Genene Jones, the San Antonio nurse who may be the most prolific serial killer in American history, is facing mandatory release from prison in the coming few years, 1200 WOAI news reports.


  Jones, dubbed 'the Killer Angel' allegedly killed as many as 46 infants, toddlers, and young children while she was working as a pediatric nurse at what was then Bexar County Hospital, now University Hospital, in the late 1970s and early 1980s.  Some of the victims were also killed at hospitals and clinics in the Hill Country.


  "She will be legally released under the state's old mandatory release law," Victims Rights attorney Andy Kahan told 1200 WOAI news.


  Jones is serving a 99 year prison sentence for he murder of 15 month of Chelsea McClellan, who was killed with an overdose of the sedative succinylcholine that was administered while Chelsea was sitting on her mother's lap at a clinic in Kerrville. 


  But Kahan says a seventies era law that was in place when Jones was convicted in 1984 designed to reduce prison overcrowding requires that Jones receive 'mandatory release' due to good behavior in prison.


  "The bottom line is, one of the nation's most prolific serial killers in our nation's history will be released from prison in late 2017 or early 2018," Kahan said.

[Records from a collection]
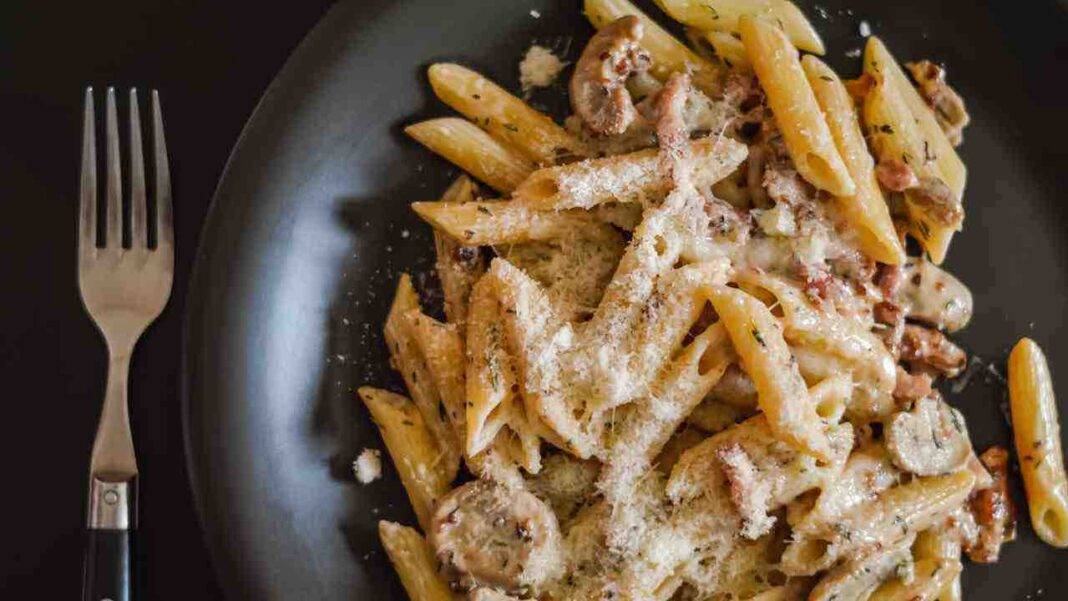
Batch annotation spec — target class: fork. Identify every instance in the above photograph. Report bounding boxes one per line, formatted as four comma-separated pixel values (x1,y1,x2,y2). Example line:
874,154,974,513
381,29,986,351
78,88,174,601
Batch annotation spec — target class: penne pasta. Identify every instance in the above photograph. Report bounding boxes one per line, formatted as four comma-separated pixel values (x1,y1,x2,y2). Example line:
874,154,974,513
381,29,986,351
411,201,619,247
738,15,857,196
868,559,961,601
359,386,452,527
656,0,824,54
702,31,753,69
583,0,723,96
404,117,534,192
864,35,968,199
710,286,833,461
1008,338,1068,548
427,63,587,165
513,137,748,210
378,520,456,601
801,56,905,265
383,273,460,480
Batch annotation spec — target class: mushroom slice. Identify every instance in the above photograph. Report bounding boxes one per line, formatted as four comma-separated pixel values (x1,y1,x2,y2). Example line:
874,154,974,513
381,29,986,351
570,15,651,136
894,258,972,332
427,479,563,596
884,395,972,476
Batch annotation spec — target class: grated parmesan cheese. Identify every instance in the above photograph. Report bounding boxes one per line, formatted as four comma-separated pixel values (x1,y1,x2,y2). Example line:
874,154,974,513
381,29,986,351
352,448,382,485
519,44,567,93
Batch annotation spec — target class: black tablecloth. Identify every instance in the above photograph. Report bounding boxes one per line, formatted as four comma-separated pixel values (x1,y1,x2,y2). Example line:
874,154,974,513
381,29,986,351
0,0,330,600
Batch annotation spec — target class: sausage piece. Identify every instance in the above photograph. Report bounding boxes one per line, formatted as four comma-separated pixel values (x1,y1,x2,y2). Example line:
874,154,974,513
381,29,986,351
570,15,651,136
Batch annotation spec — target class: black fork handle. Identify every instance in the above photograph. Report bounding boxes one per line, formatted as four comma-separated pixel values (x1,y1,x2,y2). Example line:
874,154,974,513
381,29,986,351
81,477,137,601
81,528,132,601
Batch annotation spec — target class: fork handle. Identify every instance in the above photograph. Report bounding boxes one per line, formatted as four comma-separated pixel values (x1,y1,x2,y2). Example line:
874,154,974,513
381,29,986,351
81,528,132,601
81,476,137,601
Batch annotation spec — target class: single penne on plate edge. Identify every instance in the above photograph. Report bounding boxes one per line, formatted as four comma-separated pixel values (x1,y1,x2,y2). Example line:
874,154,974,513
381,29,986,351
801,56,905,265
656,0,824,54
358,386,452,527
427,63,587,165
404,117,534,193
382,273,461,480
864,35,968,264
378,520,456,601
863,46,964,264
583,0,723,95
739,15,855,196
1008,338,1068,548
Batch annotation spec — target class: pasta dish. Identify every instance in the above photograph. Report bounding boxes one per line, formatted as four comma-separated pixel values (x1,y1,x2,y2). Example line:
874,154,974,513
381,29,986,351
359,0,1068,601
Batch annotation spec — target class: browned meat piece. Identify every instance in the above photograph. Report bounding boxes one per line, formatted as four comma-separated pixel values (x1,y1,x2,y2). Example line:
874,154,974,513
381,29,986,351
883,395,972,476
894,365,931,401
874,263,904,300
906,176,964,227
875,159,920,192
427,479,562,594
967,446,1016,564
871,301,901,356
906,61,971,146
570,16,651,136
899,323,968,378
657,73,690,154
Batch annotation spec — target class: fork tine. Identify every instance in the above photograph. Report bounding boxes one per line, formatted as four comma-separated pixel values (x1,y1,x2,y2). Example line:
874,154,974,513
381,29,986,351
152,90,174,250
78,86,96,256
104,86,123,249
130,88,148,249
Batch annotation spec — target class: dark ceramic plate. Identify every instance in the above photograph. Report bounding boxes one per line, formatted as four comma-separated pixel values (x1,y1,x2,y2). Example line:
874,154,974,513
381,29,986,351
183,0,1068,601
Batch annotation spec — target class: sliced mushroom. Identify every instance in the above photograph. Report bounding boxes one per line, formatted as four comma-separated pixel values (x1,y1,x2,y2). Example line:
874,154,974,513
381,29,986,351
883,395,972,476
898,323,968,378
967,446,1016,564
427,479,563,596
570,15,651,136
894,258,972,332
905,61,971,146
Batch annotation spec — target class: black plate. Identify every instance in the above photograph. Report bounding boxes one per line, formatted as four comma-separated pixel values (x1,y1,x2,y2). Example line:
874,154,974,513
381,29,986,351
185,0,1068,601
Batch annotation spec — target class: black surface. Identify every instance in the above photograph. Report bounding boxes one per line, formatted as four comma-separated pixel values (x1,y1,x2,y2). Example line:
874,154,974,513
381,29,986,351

Work instruction 1: Repeat word for word the part of the news report on Genene Jones that starts at "Jones, dubbed 'the" and ends after "the Hill Country.".
Work instruction 2: Write what comes next in the news report on Genene Jones, picking up after its last sentence.

Task output 1:
Jones, dubbed 'the Killer Angel' allegedly killed as many as 46 infants, toddlers, and young children while she was working as a pediatric nurse at what was then Bexar County Hospital, now University Hospital, in the late 1970s and early 1980s.  Some of the victims were also killed at hospitals and clinics in the Hill Country.

Task output 2:
  The law has since been revoked, but Kahan says that doesn't matter.  He says since it was in place when Jones was sentenced, she is covered by the law.


  Jones has repeatedly been denied parole after relatives of her little victims forcefully spoke out against releasing her, but Kahan says this has nothing to do with parole.  This is 'mandatory release,' and there will be no hearing, and public input will have no impact on her release.


  Kahan says there is only one way to stop Jones from walking free.  She was convicted of only one of the dozens of murders she is implicated in.  He says if evidence can be gathered, an indictment received, and a conviction obtained on another murder, she could be resentenced in that case, and spend the rest of her life in prison, where she belongs.


  "If we are going to release a serial killer, we are going to go down kicking and screaming, and the whole world is going to know," he said.


  Prosecutors at the time, including Bexar County District Attorney Sam Millsap and Kerr County DA Ron Sutton, suspected that Jones was responsible for at least 11 and as many as 46 deaths of infants at Bexar County Hospital between 1978 and 1982.


  They say mortality rates in the pediatric wards began to increase after Jones joined Bexar County Hospital in 1977.  They say babies who were suffering from relatively minor conditions would suddenly go into cardiac arrest, or suffer deadly attacks.


  A Facebook group called 'Victims of Genene Anne Jones' lists 38 victims of the nurse by name.


  Kahan says it will be difficult to get the necessary evidence together for crimes which were committed so long ago.  Prosecutors point out that since the cases were not recognized as murder at the time, there is no forensic evidence, or what forensic evidence there is has vanished over time.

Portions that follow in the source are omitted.